- [EXERCISE]: Word for word, restate every entry that follows.

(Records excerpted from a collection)
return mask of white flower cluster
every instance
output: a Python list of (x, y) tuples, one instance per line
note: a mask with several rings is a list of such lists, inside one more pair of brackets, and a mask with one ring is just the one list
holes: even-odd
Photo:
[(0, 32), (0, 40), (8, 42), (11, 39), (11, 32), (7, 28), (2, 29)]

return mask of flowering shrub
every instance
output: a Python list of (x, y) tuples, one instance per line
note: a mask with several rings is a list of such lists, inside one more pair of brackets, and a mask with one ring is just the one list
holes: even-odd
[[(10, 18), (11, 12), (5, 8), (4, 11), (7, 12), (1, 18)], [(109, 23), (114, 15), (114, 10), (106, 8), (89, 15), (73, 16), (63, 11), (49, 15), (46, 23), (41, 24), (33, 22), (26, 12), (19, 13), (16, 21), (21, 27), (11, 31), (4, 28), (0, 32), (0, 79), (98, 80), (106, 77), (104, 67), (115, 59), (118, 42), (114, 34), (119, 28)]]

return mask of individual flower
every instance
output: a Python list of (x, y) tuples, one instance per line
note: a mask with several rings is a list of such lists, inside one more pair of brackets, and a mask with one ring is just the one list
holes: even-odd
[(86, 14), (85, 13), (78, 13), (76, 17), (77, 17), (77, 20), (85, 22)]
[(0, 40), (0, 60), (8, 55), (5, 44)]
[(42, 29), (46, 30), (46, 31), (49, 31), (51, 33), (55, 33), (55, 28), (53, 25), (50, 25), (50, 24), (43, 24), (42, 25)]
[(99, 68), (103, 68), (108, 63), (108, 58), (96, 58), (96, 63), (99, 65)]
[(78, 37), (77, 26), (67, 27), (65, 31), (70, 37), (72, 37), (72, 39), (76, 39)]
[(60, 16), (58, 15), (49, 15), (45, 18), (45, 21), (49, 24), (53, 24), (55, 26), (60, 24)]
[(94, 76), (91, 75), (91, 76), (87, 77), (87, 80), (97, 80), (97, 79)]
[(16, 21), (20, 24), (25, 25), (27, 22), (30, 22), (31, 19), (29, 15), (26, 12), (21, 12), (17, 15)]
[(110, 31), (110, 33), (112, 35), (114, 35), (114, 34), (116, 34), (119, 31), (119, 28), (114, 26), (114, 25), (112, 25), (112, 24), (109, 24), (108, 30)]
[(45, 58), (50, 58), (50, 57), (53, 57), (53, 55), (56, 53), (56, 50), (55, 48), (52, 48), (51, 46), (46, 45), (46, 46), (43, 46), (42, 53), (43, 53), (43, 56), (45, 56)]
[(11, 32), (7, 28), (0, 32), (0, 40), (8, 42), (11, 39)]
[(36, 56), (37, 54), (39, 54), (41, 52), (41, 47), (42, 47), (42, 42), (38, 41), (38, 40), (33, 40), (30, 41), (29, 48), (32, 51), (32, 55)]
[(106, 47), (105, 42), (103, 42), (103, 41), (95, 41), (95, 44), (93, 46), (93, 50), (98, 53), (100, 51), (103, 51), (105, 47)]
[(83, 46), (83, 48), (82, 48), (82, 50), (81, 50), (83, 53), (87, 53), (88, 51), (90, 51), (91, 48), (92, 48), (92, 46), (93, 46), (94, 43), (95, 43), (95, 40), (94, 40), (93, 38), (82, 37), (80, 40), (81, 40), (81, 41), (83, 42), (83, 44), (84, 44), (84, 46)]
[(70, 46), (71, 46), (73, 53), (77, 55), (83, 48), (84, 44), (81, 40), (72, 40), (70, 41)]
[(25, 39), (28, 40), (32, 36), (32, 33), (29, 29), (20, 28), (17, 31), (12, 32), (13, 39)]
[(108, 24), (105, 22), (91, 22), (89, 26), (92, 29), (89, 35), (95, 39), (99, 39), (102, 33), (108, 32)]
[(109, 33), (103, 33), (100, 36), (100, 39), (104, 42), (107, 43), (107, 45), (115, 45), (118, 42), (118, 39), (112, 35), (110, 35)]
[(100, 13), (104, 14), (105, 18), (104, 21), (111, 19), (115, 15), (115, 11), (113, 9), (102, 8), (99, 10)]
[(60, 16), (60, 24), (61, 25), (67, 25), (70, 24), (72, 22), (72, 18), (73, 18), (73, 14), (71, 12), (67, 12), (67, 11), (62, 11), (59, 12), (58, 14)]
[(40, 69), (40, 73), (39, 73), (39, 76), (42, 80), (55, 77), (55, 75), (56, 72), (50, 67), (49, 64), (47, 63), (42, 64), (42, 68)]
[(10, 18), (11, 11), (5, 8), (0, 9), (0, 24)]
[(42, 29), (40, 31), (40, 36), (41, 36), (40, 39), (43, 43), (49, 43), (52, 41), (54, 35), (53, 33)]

- [YOUR SOLUTION]:
return mask of white flower cluster
every instance
output: a Python list of (x, y) tuples, one instance per line
note: a mask with several rings is a list of such lists, inside one more pair of brackets, and a mask with one ring is just the one list
holes: even-odd
Photo:
[(0, 32), (0, 40), (8, 42), (11, 39), (11, 32), (7, 28), (2, 29)]

return mask of flowering shrub
every instance
output: a Python list of (x, y) tuples, one instance per line
note: a mask with several rings is a list of such lists, inside one more pair of brackets, and a mask with one ring is just the one list
holes: even-odd
[[(10, 18), (11, 12), (5, 8), (4, 11), (7, 12), (1, 18)], [(109, 23), (114, 15), (114, 10), (106, 8), (89, 15), (73, 16), (63, 11), (49, 15), (46, 23), (41, 24), (33, 22), (26, 12), (19, 13), (16, 21), (21, 27), (11, 31), (4, 28), (0, 32), (0, 79), (98, 80), (106, 77), (104, 67), (115, 59), (118, 42), (114, 34), (119, 28)]]

return mask of individual flower
every instance
output: a Python list of (x, y) tuples, one instance per line
note: a mask with several rings is a list of such lists, inside one more pair of brackets, and a mask with one ring is just the one list
holes: even-odd
[(86, 14), (85, 13), (78, 13), (76, 17), (77, 17), (77, 20), (85, 22)]
[(0, 40), (0, 60), (8, 55), (5, 44)]
[(42, 29), (46, 30), (46, 31), (49, 31), (51, 33), (55, 33), (55, 28), (53, 25), (50, 25), (50, 24), (43, 24), (42, 25)]
[(99, 68), (103, 68), (108, 63), (108, 58), (96, 58), (96, 63), (99, 65)]
[(78, 37), (77, 26), (67, 27), (65, 31), (70, 37), (72, 37), (72, 39), (76, 39)]
[(60, 16), (58, 15), (49, 15), (45, 18), (45, 21), (49, 24), (53, 24), (55, 26), (60, 24)]
[(94, 76), (91, 75), (91, 76), (87, 77), (87, 80), (97, 80), (97, 79)]
[(16, 21), (20, 24), (25, 25), (27, 22), (30, 22), (31, 19), (29, 15), (26, 12), (21, 12), (17, 15)]
[(110, 31), (110, 33), (112, 35), (114, 35), (114, 34), (116, 34), (119, 31), (119, 28), (114, 26), (114, 25), (112, 25), (112, 24), (109, 24), (108, 30)]
[(45, 58), (50, 58), (50, 57), (53, 57), (53, 55), (56, 53), (56, 50), (55, 48), (52, 48), (51, 46), (46, 45), (46, 46), (43, 46), (42, 53), (43, 53), (43, 56), (45, 56)]
[(11, 32), (7, 28), (0, 32), (0, 40), (8, 42), (11, 39)]
[(36, 56), (37, 54), (39, 54), (41, 52), (41, 47), (42, 47), (42, 42), (38, 41), (38, 40), (33, 40), (30, 41), (29, 48), (32, 51), (32, 55)]
[(106, 47), (105, 42), (103, 42), (103, 41), (95, 41), (95, 44), (93, 46), (93, 50), (98, 53), (100, 51), (103, 51), (105, 47)]
[(83, 46), (83, 48), (82, 48), (82, 50), (81, 50), (83, 53), (87, 53), (88, 51), (90, 51), (91, 48), (92, 48), (92, 46), (93, 46), (94, 43), (95, 43), (95, 40), (94, 40), (93, 38), (82, 37), (80, 40), (81, 40), (81, 41), (83, 42), (83, 44), (84, 44), (84, 46)]
[(70, 46), (71, 46), (73, 53), (77, 55), (83, 48), (84, 44), (81, 40), (72, 40), (70, 41)]
[(25, 39), (28, 40), (32, 36), (32, 33), (29, 29), (20, 28), (17, 31), (12, 32), (13, 39)]
[(108, 24), (105, 22), (91, 22), (89, 26), (92, 29), (89, 35), (95, 39), (99, 39), (102, 33), (108, 32)]
[(109, 33), (103, 33), (100, 36), (100, 39), (104, 42), (107, 43), (107, 45), (115, 45), (118, 42), (118, 39), (112, 35), (110, 35)]
[(100, 13), (104, 14), (105, 18), (104, 21), (111, 19), (115, 15), (115, 11), (113, 9), (102, 8), (99, 10)]
[(60, 16), (60, 24), (61, 25), (67, 25), (70, 24), (72, 22), (72, 18), (73, 18), (73, 14), (71, 12), (67, 12), (67, 11), (62, 11), (59, 12), (58, 14)]
[(40, 69), (40, 73), (39, 73), (39, 76), (42, 80), (55, 77), (55, 75), (56, 72), (50, 67), (49, 64), (47, 63), (42, 64), (42, 68)]
[(10, 18), (11, 11), (5, 8), (0, 9), (0, 24)]
[(42, 29), (40, 31), (40, 36), (41, 36), (40, 39), (43, 43), (49, 43), (52, 41), (54, 35), (53, 33)]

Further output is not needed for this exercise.